**YOUR TASK:**
Copy verbatim the lines of the records below that run from the line containing "target: <item>white shirt</item>" to the line containing "POLYGON ((284 213, 287", both included.

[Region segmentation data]
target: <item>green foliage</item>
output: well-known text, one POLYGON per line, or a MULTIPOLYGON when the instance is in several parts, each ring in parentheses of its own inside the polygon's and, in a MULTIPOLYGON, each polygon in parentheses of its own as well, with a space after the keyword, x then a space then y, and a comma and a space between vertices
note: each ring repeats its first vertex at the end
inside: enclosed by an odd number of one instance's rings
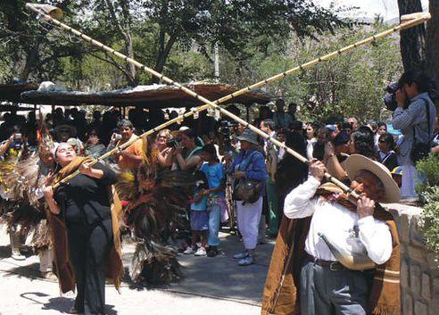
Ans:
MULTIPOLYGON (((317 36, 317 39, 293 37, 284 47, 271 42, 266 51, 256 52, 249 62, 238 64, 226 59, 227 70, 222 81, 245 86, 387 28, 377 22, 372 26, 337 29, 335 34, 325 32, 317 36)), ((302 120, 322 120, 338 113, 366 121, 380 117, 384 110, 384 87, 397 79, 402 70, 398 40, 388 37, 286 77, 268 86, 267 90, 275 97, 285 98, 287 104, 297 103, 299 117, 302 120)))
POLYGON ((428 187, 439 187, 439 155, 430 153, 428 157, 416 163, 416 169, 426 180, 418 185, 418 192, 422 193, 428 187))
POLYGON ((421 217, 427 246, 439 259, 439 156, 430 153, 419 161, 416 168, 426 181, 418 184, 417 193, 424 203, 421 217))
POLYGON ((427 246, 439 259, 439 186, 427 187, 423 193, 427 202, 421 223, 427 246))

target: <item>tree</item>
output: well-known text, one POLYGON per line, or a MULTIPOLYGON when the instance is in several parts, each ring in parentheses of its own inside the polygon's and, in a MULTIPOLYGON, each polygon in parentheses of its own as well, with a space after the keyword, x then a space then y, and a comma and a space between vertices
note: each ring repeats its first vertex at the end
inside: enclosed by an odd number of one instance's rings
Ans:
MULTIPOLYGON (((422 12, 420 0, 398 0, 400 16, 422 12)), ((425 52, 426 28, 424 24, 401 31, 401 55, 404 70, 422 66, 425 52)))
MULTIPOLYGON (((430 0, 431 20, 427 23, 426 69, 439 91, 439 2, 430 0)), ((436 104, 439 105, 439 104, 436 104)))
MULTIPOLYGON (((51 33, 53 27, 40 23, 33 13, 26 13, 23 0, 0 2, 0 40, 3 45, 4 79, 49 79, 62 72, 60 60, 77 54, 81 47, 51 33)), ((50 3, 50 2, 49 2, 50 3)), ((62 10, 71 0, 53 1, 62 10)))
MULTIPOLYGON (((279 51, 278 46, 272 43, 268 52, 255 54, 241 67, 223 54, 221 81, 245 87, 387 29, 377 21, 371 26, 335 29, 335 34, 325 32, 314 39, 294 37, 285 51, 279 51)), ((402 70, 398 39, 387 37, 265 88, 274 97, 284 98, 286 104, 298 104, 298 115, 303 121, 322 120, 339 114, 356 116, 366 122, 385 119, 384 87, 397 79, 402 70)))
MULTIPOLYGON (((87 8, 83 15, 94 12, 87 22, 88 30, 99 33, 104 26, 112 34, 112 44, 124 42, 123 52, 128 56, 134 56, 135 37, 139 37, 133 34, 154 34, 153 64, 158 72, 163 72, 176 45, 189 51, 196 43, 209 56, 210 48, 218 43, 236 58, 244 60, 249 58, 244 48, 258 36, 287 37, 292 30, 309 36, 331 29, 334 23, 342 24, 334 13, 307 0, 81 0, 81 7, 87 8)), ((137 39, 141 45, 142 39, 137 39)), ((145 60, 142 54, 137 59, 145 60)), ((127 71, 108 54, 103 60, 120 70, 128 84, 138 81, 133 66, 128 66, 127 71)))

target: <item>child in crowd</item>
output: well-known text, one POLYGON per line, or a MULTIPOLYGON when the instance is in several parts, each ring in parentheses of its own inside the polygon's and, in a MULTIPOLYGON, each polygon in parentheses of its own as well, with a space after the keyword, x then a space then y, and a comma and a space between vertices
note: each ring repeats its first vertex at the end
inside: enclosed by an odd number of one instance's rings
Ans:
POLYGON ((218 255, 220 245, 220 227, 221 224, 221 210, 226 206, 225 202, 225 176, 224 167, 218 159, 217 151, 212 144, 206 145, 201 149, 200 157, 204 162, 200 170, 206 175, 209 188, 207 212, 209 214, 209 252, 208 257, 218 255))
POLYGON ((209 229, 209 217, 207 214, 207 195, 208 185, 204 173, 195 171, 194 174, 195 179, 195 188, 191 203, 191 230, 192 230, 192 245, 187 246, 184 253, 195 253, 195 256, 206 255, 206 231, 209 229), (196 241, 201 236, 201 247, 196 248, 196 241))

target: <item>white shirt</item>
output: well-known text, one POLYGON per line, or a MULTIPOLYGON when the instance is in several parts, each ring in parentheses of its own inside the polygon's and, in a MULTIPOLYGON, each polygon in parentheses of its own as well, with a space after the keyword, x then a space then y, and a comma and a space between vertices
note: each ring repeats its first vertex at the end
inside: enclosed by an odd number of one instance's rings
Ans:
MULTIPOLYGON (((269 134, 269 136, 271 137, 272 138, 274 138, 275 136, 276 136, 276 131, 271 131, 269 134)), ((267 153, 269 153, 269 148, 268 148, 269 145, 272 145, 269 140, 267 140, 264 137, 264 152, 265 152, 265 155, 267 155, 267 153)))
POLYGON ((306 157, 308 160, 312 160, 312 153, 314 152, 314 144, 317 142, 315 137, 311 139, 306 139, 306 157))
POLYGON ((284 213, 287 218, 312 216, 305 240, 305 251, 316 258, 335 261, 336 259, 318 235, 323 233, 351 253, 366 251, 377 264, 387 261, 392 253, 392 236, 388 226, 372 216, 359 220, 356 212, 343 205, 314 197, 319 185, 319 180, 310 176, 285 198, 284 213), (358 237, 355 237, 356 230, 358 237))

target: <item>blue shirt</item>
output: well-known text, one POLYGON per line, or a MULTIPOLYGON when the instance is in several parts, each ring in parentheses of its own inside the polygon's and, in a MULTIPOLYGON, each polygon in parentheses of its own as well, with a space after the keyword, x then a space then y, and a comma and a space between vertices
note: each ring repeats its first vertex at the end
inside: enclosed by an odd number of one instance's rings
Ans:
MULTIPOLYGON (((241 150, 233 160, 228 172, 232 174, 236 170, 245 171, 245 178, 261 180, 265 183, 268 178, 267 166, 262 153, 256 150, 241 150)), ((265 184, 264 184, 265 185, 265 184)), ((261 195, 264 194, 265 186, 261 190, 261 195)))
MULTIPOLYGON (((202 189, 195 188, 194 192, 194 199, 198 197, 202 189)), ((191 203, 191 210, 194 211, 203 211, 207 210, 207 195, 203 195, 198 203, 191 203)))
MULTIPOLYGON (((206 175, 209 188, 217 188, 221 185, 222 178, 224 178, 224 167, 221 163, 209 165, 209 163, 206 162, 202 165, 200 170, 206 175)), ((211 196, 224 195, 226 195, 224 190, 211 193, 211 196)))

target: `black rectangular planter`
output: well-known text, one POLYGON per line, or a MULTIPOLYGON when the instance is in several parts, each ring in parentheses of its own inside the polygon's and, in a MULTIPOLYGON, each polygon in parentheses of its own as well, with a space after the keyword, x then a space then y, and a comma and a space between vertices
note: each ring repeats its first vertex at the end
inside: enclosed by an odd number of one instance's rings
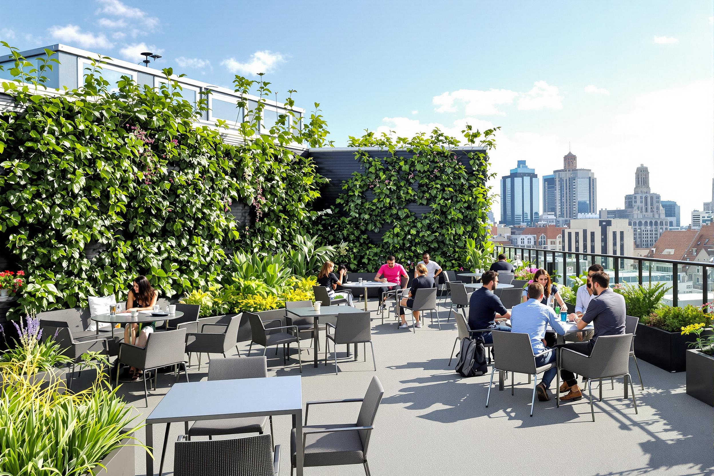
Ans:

--

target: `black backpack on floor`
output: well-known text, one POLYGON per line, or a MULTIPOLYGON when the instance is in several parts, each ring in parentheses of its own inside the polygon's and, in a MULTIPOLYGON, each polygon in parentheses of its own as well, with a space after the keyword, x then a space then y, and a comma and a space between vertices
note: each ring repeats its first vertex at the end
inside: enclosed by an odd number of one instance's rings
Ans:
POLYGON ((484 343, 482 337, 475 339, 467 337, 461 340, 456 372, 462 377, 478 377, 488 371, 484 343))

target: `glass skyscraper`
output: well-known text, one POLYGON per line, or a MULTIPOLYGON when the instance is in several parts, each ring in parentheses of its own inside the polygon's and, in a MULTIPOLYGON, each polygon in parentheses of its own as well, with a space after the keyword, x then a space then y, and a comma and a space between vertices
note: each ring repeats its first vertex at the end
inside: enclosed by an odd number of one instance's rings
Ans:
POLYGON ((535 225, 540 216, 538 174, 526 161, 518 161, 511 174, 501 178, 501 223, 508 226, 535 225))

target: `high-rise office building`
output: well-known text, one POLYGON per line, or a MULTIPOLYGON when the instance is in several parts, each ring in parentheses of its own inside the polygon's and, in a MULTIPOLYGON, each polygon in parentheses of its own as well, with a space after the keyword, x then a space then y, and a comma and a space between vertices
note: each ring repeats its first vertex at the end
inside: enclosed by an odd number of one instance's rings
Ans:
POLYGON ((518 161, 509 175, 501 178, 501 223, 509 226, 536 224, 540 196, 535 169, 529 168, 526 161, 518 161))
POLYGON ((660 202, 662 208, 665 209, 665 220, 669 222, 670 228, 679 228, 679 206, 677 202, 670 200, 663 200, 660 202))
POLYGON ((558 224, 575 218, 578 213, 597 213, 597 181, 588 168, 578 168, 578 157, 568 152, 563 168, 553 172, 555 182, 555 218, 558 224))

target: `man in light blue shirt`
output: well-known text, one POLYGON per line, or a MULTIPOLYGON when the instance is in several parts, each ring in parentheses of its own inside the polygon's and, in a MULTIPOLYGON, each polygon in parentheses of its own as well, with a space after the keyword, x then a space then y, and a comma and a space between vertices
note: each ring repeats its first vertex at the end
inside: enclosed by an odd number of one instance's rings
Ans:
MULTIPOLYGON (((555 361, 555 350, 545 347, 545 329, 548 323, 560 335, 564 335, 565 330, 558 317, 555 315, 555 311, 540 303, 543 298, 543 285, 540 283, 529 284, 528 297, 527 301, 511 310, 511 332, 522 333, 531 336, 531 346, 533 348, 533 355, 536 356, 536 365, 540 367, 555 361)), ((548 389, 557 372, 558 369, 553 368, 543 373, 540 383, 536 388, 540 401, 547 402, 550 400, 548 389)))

**TASK OUTPUT:**
target: <item>white shirt</item>
output: well-known text, one POLYGON per line, or a MULTIPOLYGON when the instance is in several parts, each ring in parentheses of its own inside the polygon's and, in a MULTIPOLYGON, each polygon in parentheses of its own as well, with a space after the keyword, x then a space then y, and a comma and a space between vertices
note: each ring repeats its first vertex at the end
inside: enclosed by an odd number of one instance's rings
Ans:
MULTIPOLYGON (((269 134, 269 136, 271 137, 272 138, 274 138, 275 136, 276 136, 276 131, 271 131, 269 134)), ((267 153, 269 153, 269 148, 268 148, 269 145, 272 145, 269 140, 267 140, 264 137, 264 152, 265 152, 265 155, 267 155, 267 153)))
POLYGON ((306 157, 308 160, 312 160, 312 153, 314 152, 314 144, 317 142, 315 137, 311 139, 306 139, 306 157))
POLYGON ((284 213, 287 218, 312 216, 305 240, 305 251, 316 258, 335 261, 336 259, 318 235, 323 233, 351 253, 366 251, 377 264, 387 261, 392 253, 392 236, 388 226, 372 216, 359 220, 356 212, 343 205, 314 197, 319 185, 319 180, 310 176, 285 198, 284 213), (358 237, 355 237, 356 230, 358 237))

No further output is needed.